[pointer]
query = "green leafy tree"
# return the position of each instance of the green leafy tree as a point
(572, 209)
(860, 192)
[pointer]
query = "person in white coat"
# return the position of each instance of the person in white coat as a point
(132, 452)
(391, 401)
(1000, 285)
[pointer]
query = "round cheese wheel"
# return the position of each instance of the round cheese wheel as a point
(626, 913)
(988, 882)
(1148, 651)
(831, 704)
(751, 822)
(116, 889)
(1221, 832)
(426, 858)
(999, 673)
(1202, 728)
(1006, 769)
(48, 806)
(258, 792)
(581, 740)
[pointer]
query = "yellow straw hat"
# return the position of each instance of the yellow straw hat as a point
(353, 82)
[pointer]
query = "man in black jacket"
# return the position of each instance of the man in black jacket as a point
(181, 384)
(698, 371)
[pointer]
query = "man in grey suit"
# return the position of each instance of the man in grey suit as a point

------------------------------------------------------------

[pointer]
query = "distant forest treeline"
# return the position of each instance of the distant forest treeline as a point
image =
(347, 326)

------------------------------------------------------------

=== Polecenie ===
Zwróć bez zmian wszystkie wiersze powyższych rekordów, w których występuje słowo „person”.

=== Poprawny wynik ===
query = "person in white coat"
# return the position of each instance of the person in white coat as a point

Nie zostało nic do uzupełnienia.